Aqua INHABIT species potential distribution across the contiguous United States
This is a dataset containing the potential distribution of 103 invasive species found in or adjacent to freshwater environments. We developed habitat suitability models for invasive freshwater species selected by resource management agencies and other managers. We adapted the modeling workflow described in Jarnevich et al. (2024, https://doi.org/10.3897/neobiota.96.134842). We developed a national library of environmental variables known to physiologically limit freshwater species distributions (Henderson et al. 2025, https://doi.org/10.5066/P14JDTTJ) and relied on human input based on natural history knowledge to narrow the variable set for each species before developing habitat suitability models. We developed models using five algorithms (boosted regression tree, generalized linear model, multi-variate adaptive regression spline, maxent, and random forest) with VisTrails: Software for Assisted Habitat Modeling (SAHM 2.2.2, Morisette et al., 2013: https://doi.org/10.1111/j.1600-0587.2012.07815.x). For each species, we generated models for waterbody and stream environments where there were enough data available in each system. For several predictors we had future scenarios available, including up to five alternatives. We combined stream and waterbody models into a single map representing freshwater environments using a weighted ensemble across algorithms, including current and alternative future conditions. We also calculated subwatersheds (Hydrologic Unit Code [HUC] 12) summaries of information related to pathways of spread, finally integrating this information with current and alternative future habitat suitability to produce a risk score for each HUC12 east of the Mississippi River. This data bundle contains a single file of tabular summaries by management unit (including each species/ensemble type/abundance level combination), the merged data sets used to create models, tabular outputs including response curve data, variable importance information, model assessment metrics, a single file of pathways and risk scores, a spatial vector layer of the subwatersheds to which pathways and risk are summarized, a species metadata file, and R scripts to produce the model inputs and final products.
The bundle documentation files are:
1) 'AquaINHABIT_V1_metadata.xml' (this file) which contains the project-level metadata.
2) 'Species_model_information.csv' contains information on specific model changes of each species from tuning algorithm parameters to ensure model quality.
3) 'Merged_dataset.csv' contains the merged data set used to create the models, including location and associated environmental data, for each species.
4) Variable_importance.csv is the tabular summaries indicating predictor importance for each of the models produced for each species.
5) Assessment_metrics.csv is the tabular summaries of assessment metrics for each model or ensemble for each species.
6) Risk_and_pathways_scores.csv contains summarized values for pathways, current suitability, future suitability, and a combined risk for each species by HUC12.
7) WBD_HUC12_EasternUS.gpkg is the spatial vector file of the HUC12 boundaries used for analyses and summarizations.

### Work to complete
Continue the Aqua INHABIT dataset description from the point where it stops.

### Data block
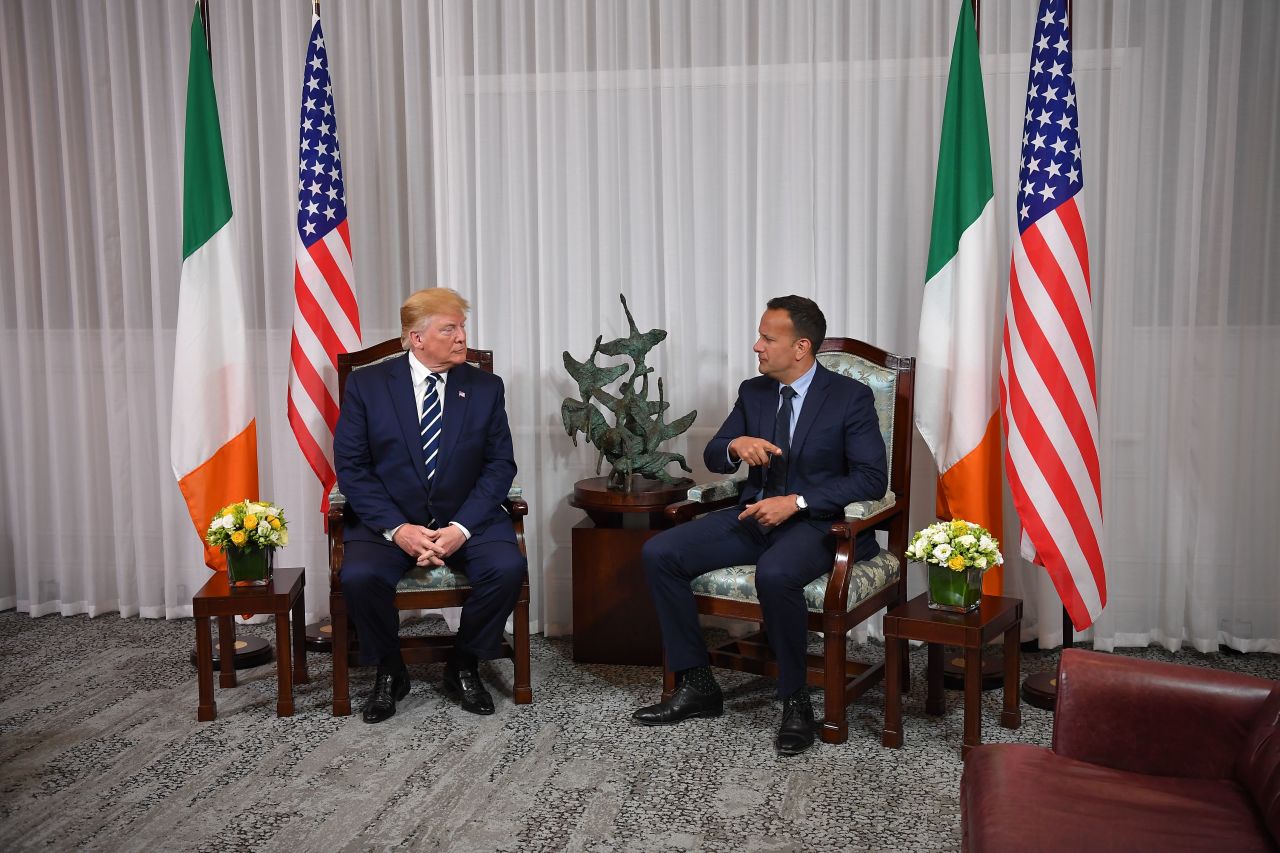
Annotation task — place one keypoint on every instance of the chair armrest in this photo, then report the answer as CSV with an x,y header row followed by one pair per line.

### Written answer
8) Rcode.zip is a zipped file of the R scripts used to pull and prep the data included in the merged dataset, code to make the derived raster outputs, and code to calculate the pathway and suitability summaries along with the final risk score.
There are also three child items.
1) “response curves” child items contains files of XX_response_curves.csv, the tabular information needed to produce response curves for each predictor retained in each of the up to 10 models produced for each species, where XX represents the code for the species from 'Species_model_information.csv', all within the response curves child item (grouped by taxa).
2) "management summaries" child item contains files Management_summaries_XX.csv which are the tabular summaries by management area, where XX indicates the management area group. The management area group includes HUC12 and US Army Corps of Engineers (USACE) project areas, with 1 file for USACE and HUC12 broken out into HUC2 watersheds (01 to 18)
3) "rasters" child items (grouped by taxa) contains raster files XX_YY.tif where XX is the code for the species from 'Species_model_information.csv' and YY is the raster type including seven rasters for each species:
1) Current occurrence suitability - Continuous value ensemble (XX-ens-current-mean .tif)
2) Restricted current occurrence suitability - Continuous value ensemble with restricted environmental conditions* (XX-ens-current-mean-masked.tif)
3) Future occurrence suitability - Continuous value ensemble (XX-ens-future-mean.tif)
4) Maximum future occurrence suitability - Maximum continuous value ensemble from the five alternative scenarios (XX-ens-future-max-gcm.tif)
5) Minimum future occurrence suitability - Minimum continuous value ensemble from the five alternative scenarios (XX-ens-future-min-gcm.tif)
6) Standard deviation of future occurrence suitability - Standard deviation of continuous value from each algorithm for the five alternative scenarios (XX-ens-future-stdev.tif)
7) Restricted count - Count of ensembles from each alternative scenario with restricted environmental conditions* (XX-gcm-mask-count.tif)
*Restricted environmental conditions = only display areas where environmental characteristics are inside the range of the values used to develop the model. For example, a location with a minimum winter temperature of 12 C would be outside the range of -10 to 10 C used in model development.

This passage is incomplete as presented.